▶ [Given task a]
Reproduce word for word the records from the line containing "form (1278, 302)." through the end of the records, inclusive.

By LeRoy Lawson
Disunity in Christ: Uncovering the Hidden Forces That Keep Us Apart
Downers Grove: IVP Books/Intervarsity Press, 2013
Jesus Feminist: An Invitation to Revisit the Bible’s View of Women
New York: Howard Books, 2013
The Best Kept Secret of Christian Mission: Promoting the Gospel with More Than Our Lips
Grand Rapids: Zondervan, 2013
Hearing Her Voice: A Biblical Invitation for Women to Preach (Revised Edition)
Grand Rapids: Zondervan 2012, 2014
I like introducing people to authors I’ve just met. Recently I read three books that made me want to become better acquainted with their writers. They are thoughtful, perceptive, and provocative without being offensive. That’s not an easy balancing act. They all seem too young to be so smart! They have a lot to teach this old man.
Christena Cleveland is a Christian social psychologist with a passion for unity in the body of Christ. As her Disunity in Christ makes clear, she’s not fooled by anyone’s easy talk about unity, especially among us who still carry on our disputes and nurse our prejudices. We can proclaim in pious theological platitudes, of course, but she isn’t fooled. She doesn’t accept our claim that “we are the good guys and they are the bad guys.” In fact, this “we-them” talk is the root of the problem, whether the issue is racial, political, social, or religious.
I’m a member of a Christian unity movement that has lost a lot of its steam. That is to be expected; movements wind down—or shift direction—and it does no good to insist that if we can just get everybody to think the way we think, voila! unity will have been achieved.
No, she says. That will come only when we and they have been replaced by an all-encompassing us. And that happens in Christ only when we humbly, openly, and with great effort, work at meeting them in the inviting embrace of Jesus.
Such unity is not simple to achieve. But applying the principles of this book is a good place to start.
I should mention that Dr. Cleveland is African-American. She has firsthand experience as a minority person in the church: she’s black, she’s female, she’s highly educated.
And she’s persuasive.
Sarah Bessey’s focus is narrower, but her approach is similar. Jesus Feminist convicted this male chauvinist. The term feminist could be a turn-off. It was initially for me. But what she means by the word is what I want to be: a person who believes that females should be treated as men are, equally valued sons and daughters of the King.
She builds her case from Scriptures, pointing out their generous references to women in leadership roles in the Old Testament and New Testament, in the early church, and beyond.
One of her chapters is “Jesus Made a Feminist Out of Me.” Me too. I have always thought of myself as one, I suppose, just without the word. The female leaders in my home church (whether in elected office or not) were such strong influences in my life that I was baffled when I left home and learned that in other churches women were barred from “official” roles and relegated to those jobs the men didn’t want to do. I listened respectfully to arguments for keeping them in their proper place, but I wasn’t convinced.

▶ [Information provided]

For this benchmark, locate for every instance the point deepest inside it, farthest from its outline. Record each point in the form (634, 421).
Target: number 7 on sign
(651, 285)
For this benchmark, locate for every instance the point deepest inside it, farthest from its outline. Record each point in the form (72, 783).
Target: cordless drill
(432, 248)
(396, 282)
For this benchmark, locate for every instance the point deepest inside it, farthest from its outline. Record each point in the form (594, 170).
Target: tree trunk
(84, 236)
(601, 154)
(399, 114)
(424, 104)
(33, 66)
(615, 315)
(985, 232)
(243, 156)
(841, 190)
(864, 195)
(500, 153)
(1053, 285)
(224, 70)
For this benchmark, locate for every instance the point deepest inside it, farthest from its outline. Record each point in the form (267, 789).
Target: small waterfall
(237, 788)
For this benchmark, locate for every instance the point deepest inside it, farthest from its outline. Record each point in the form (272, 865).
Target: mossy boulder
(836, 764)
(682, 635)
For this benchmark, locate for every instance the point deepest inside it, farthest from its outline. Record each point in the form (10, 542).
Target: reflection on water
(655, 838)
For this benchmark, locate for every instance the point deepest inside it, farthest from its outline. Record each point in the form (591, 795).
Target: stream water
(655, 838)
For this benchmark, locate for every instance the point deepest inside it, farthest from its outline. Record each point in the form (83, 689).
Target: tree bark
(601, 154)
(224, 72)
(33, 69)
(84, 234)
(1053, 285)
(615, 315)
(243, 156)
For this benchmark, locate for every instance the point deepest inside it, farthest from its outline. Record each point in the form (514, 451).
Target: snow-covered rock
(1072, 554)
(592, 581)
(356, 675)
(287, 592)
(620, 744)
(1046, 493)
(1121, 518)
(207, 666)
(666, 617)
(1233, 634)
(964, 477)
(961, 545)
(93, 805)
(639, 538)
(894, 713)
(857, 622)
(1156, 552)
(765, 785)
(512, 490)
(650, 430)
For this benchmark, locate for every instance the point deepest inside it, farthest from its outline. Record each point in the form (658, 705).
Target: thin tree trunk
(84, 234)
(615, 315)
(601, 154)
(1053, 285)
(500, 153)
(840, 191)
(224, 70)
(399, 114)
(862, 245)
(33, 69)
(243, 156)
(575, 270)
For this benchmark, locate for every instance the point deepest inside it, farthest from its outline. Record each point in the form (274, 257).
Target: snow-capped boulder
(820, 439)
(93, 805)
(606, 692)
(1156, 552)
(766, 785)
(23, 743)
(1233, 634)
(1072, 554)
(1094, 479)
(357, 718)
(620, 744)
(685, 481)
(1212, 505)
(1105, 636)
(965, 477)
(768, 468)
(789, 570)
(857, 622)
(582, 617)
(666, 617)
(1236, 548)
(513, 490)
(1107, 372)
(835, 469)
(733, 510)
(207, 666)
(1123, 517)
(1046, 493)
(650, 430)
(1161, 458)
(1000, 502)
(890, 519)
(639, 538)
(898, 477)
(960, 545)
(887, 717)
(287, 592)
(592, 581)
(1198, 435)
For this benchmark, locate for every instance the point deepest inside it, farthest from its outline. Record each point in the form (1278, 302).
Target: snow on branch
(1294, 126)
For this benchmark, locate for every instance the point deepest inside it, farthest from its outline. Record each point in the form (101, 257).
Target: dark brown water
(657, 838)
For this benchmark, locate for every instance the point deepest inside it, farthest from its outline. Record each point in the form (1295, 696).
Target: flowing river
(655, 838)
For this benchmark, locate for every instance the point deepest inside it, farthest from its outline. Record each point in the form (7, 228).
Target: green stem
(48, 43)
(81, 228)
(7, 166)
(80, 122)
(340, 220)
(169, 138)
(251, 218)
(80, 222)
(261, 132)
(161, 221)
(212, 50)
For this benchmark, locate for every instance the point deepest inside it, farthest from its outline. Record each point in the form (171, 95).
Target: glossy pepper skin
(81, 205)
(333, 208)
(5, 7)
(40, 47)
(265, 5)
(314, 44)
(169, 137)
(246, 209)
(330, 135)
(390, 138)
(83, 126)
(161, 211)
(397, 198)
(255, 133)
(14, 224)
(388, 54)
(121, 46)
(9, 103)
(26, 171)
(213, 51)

▶ [Given task b]
Write the next part of the book review, picking up after its last sentence.

▶ [Final result a]
For this benchmark, locate for every instance the point deepest inside it, farthest from its outline. Record each point in the form (1278, 302).
Target: snow on branch
(1294, 126)
For this benchmark, locate for every instance the point deepest inside it, farthest from its outline. Record each point in the form (101, 257).
Target: dark brown water
(657, 838)
For this benchmark, locate for every instance the point deepest inside it, farthest from its outline. Record each point in the form (1295, 696).
Target: flowing river
(655, 838)
For this benchmark, locate for every instance the point deepest inside it, farthest from its outline. Record each point in the form (7, 228).
Target: green stem
(48, 43)
(81, 228)
(7, 166)
(80, 122)
(340, 220)
(169, 138)
(251, 218)
(80, 222)
(261, 132)
(161, 221)
(212, 50)
For this benchmark, locate for every instance the point deepest inside it, farthest from its outline. Record each point in the form (171, 95).
Target: glossy pepper skin
(81, 205)
(333, 208)
(5, 7)
(40, 47)
(265, 5)
(314, 44)
(169, 137)
(246, 209)
(330, 135)
(390, 138)
(83, 126)
(161, 211)
(397, 198)
(255, 133)
(14, 224)
(388, 54)
(121, 46)
(9, 103)
(26, 171)
(213, 51)

▶ [Final result b]
This pained me on a personal level because of my own gifted daughters. The circles I run around in have not been very open to female leadership. I couldn’t encourage them to become pastors. It was the church’s loss.
It continues to pain me because I have the privilege of teaching some outstanding female students who are in seminary to prepare themselves for full-time ministry. Their options are limited, though, because so many churches don’t think women should lead, even if they can, even if they seem so spiritually gifted, so called of God. It’s the church’s loss.
Sarah Bessey, by the way, is a married and very much committed mother of four young children. She is not writing as a cynic, but as a fully realized person who is not arguing for a more prominent place for herself, but on behalf of the majority of the body of Christ (females) who need to be encouraged to use their gifts to serve the church—even if one of those spiritual gifts is leadership.
Showing the Way
The third new author is John Dickson, who writes compellingly about personal evangelism. A long time ago I developed a pretty ingrained suspicion of books on this topic. Too formulaic, I thought. The answers are too pat, the stated issues too simplistic. People can’t all be confronted with the claims of Christ in the same way. And many of them shouldn’t be approached too soon, not without one’s earning the right to speak to them on such an important subject. I was afraid Christians would come across to their non-Christian friends as mere peddlers of religious pap. I’m still afraid. This is how some of my friends view us.
So I held my breath as I started reading Dickson’s The Best Kept Secret of Christian Mission. I hadn’t read very far when I dropped my defenses. Here is a book I could take seriously—and could recommend to other Christians, including to small study groups. It’s a “how-to” book with a difference.
It’s not just about how to talk the talk in the hope that someone will listen and be converted. It’s about how to talk and walk and pray and become a real friend of “sinners,” and how to use our money in a Christian way, and be a good employee, and help our church become alive to people who really want to live.
Dickson is an Aussie. That may have been part of my initial attraction, since my daughter married an Australian who is more son than son-in-law to me. What held my attention, though, is that he lives in that modern, secular, can’t-be-bothered-with-Christianity nation as a for-real believer who shows the way for us Americans in our increasingly can’t-be-bothered-with-Christianity society to share the good news of the gospel in a winsome, winning way.
Dickson holds a PhD in ancient history from Macquarie University in Sydney (where he is a senior research fellow in the Department of Ancient History) and is senior minister at St. Andrew’s in Roseville (a suburb of Sydney). I only mention these credentials to indicate that here is a thoughtful student who combines scholarly research with practical experience. What matters most is certainty that Jesus is relevant to our contemporary society. This book makes his case that relevance.
When I learned that he had also written a small book on the controversial subject of women’s preaching (I had just read Cleveland and Bessey, so my curiosity was piqued), I had to read his Hearing Her Voice. It surprised me. Dickson presents a closely reasoned study of the biblical word for teaching, didache, to prove that in 1 Timothy 2:11 and 12 Paul “cannot mean” what we think he does. In the Bible, teaching has a very specific denotation: it “consistently refers to the task of passing on the ‘deposit’ of apostolic words in a period when those words were mostly not written down.” Such teaching is not “an exposition and application of a scriptural passage,” that is, a sermon in our modern sense of the word.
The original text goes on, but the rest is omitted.